--- TEXT UNDER STUDY ---

UNITED NATIONS -- China and Russia blocked the Security Council from demanding an end to political repression and human rights violations in military-ruled Myanmar, rejecting a resolution proposed by the United States.

The vote was 9-3 in favor of the resolution, with South Africa joining China and Russia in the opposition. Indonesia, Qatar and the Republic of Congo abstained. While they were in the minority, China and Russia were able to kill the resolution because they have veto power as permanent members of the council.

The two argued that the U.N.'s most powerful body was not the proper forum for discussing the Southeast Asian nation because the country doesn't threaten international peace. China and Russia both have human rights records that have frequently been criticized.

Myanmar's U.N. Ambassador Kyaw Tint Swe thanked China and Russia and the countries that abstained. Had the resolution been adopted "it would have created a dangerous precedent," he said.

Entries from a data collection

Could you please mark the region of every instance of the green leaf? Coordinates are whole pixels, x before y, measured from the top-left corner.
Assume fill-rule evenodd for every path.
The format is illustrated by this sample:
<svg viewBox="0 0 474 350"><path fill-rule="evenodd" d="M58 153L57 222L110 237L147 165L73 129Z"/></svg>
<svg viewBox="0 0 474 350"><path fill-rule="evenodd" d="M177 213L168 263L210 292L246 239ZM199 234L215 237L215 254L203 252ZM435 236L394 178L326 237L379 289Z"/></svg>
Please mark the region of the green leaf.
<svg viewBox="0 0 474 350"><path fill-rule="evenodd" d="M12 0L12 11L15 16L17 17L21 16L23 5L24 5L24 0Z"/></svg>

--- TASK TO CARRY OUT ---
Retype the text on the Security Council vote on Myanmar in full, word for word.

--- REPLY ---
UNITED NATIONS -- China and Russia blocked the Security Council from demanding an end to political repression and human rights violations in military-ruled Myanmar, rejecting a resolution proposed by the United States.

The vote was 9-3 in favor of the resolution, with South Africa joining China and Russia in the opposition. Indonesia, Qatar and the Republic of Congo abstained. While they were in the minority, China and Russia were able to kill the resolution because they have veto power as permanent members of the council.

The two argued that the U.N.'s most powerful body was not the proper forum for discussing the Southeast Asian nation because the country doesn't threaten international peace. China and Russia both have human rights records that have frequently been criticized.

Myanmar's U.N. Ambassador Kyaw Tint Swe thanked China and Russia and the countries that abstained. Had the resolution been adopted "it would have created a dangerous precedent," he said.